WHAT TO WORK ON: Transcribe word for word the lines below from the line with "of the weathered" through the line with "the distant town", ends included.

Dataset items:
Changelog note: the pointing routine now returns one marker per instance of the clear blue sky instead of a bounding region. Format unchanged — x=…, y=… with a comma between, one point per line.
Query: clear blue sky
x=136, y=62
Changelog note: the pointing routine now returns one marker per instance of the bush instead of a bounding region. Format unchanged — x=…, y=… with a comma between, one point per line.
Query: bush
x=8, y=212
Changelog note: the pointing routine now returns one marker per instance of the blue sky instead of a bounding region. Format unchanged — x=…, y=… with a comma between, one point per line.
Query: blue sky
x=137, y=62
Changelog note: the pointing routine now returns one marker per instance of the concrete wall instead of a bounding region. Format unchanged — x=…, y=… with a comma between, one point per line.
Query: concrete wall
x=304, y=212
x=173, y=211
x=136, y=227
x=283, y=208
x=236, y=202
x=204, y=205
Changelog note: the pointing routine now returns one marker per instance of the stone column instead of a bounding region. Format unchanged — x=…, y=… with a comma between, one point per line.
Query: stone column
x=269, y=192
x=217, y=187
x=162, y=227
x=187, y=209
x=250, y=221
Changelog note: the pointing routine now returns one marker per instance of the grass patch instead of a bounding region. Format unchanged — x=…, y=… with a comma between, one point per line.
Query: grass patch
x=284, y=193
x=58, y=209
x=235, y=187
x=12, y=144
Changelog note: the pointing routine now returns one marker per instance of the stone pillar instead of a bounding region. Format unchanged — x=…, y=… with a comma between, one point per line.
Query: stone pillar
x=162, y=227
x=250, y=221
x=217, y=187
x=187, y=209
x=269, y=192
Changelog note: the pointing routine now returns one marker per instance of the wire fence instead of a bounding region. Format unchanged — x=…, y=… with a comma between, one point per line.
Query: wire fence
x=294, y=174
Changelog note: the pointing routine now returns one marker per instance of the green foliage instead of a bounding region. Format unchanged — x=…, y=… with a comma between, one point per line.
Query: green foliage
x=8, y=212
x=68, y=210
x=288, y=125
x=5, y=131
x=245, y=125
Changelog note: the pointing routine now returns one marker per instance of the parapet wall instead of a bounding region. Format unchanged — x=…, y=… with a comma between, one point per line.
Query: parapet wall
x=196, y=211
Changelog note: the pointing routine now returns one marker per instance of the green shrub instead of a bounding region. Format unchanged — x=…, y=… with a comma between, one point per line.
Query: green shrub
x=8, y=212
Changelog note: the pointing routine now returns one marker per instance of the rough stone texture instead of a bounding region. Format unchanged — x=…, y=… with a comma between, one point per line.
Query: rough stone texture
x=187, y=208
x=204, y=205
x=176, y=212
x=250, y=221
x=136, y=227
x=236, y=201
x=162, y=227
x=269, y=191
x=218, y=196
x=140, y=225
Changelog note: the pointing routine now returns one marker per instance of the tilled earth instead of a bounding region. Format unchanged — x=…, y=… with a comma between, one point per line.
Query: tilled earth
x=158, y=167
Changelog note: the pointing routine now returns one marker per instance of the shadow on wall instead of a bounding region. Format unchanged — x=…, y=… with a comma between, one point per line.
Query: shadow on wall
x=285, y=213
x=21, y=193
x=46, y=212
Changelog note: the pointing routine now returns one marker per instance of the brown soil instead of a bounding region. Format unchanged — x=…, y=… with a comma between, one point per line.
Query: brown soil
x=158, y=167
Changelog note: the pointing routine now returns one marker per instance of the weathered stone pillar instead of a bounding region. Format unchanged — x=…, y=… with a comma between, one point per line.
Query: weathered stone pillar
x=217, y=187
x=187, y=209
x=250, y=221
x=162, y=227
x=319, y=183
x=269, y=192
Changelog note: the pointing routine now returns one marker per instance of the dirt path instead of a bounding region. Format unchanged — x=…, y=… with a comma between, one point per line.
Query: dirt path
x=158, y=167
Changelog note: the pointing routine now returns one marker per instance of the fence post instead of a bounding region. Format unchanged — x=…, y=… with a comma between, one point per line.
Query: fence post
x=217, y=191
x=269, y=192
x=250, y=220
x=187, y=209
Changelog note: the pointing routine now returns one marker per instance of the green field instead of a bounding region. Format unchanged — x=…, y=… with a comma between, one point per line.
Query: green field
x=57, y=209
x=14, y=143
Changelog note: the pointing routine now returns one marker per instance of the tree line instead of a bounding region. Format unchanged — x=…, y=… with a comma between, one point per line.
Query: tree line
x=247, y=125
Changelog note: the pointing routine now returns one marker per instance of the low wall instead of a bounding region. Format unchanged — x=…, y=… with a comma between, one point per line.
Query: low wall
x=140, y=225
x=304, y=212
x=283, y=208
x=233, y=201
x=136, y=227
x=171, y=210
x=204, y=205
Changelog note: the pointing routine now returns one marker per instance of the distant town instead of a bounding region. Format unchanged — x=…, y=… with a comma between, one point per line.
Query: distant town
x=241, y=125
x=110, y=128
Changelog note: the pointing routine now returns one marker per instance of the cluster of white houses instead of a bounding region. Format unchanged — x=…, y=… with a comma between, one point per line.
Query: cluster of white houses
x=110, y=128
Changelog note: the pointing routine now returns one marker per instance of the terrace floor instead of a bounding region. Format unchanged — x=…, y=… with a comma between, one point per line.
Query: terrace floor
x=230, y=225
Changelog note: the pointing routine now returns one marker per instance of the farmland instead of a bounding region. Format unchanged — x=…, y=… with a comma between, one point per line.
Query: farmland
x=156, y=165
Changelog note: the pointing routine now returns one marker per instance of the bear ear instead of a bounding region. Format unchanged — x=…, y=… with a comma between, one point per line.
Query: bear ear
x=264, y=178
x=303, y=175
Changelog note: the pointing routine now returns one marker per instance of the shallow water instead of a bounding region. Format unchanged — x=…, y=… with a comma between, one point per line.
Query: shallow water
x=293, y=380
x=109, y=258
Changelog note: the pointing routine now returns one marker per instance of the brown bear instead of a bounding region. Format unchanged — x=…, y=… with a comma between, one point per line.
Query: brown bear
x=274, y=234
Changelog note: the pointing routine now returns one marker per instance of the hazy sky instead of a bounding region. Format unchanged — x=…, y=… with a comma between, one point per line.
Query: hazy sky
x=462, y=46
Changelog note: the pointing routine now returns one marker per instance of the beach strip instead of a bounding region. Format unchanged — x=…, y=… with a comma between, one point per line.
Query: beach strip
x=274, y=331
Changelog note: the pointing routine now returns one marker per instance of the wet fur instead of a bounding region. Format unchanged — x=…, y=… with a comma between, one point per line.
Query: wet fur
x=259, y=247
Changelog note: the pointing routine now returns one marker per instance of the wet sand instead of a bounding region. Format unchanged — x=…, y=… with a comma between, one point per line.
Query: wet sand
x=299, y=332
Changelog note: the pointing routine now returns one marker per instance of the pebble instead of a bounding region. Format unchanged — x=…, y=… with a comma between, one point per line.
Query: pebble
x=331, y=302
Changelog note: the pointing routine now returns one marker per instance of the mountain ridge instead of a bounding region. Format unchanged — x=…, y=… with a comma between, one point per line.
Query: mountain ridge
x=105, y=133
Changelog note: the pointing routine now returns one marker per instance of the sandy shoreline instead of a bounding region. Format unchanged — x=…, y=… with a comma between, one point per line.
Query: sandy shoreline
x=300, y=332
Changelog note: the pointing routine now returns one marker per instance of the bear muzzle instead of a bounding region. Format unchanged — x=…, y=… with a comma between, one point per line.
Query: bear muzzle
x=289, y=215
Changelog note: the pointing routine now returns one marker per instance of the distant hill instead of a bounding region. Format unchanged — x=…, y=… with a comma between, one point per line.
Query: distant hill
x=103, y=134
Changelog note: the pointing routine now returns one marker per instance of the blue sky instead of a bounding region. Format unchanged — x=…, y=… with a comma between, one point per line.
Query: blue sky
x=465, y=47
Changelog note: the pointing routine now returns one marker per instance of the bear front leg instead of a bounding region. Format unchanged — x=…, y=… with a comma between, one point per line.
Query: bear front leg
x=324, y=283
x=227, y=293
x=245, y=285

SOLVED EXERCISE:
Changelog note: the pointing routine now returns one marker per instance of the weathered stone pillar instead of a bounding region. Format unchanged — x=…, y=… with a comma between, one point per line.
Query: weathered stone pillar
x=217, y=187
x=187, y=209
x=250, y=221
x=162, y=227
x=319, y=183
x=269, y=192
Changelog note: the pointing routine now returns one marker per instance of the dirt path instead of a bounding region. Format unchanged — x=…, y=… with a comma between, one point per line.
Query: dirt path
x=158, y=167
Changelog note: the pointing routine now returns one marker per instance of the fence post instead of a bounding region. Format unchanged — x=…, y=… with a comma between, one point per line.
Query: fence post
x=217, y=191
x=269, y=192
x=250, y=220
x=187, y=209
Changelog note: the pointing routine now returns one marker per instance of the green field instead of a bounding region. Format unchanged — x=…, y=… with a comma between, one point per line.
Query: green field
x=57, y=209
x=14, y=143
Changelog note: the pointing routine now returns one marker per instance of the tree line instead of a bounding region. Format unchanged — x=…, y=… with a comma between, one point per line.
Query: tree line
x=247, y=125
Changelog note: the pointing routine now returns one marker per instance of the low wall instead of a bounding region. Format unchanged — x=…, y=… with a comma between, one point per line.
Query: low wall
x=140, y=225
x=304, y=212
x=283, y=208
x=233, y=201
x=136, y=227
x=171, y=210
x=204, y=205
Changelog note: the pointing routine now returns one marker per instance of the distant town instead of a bounding region. Format unchanged — x=…, y=… with a comma between, one point per line.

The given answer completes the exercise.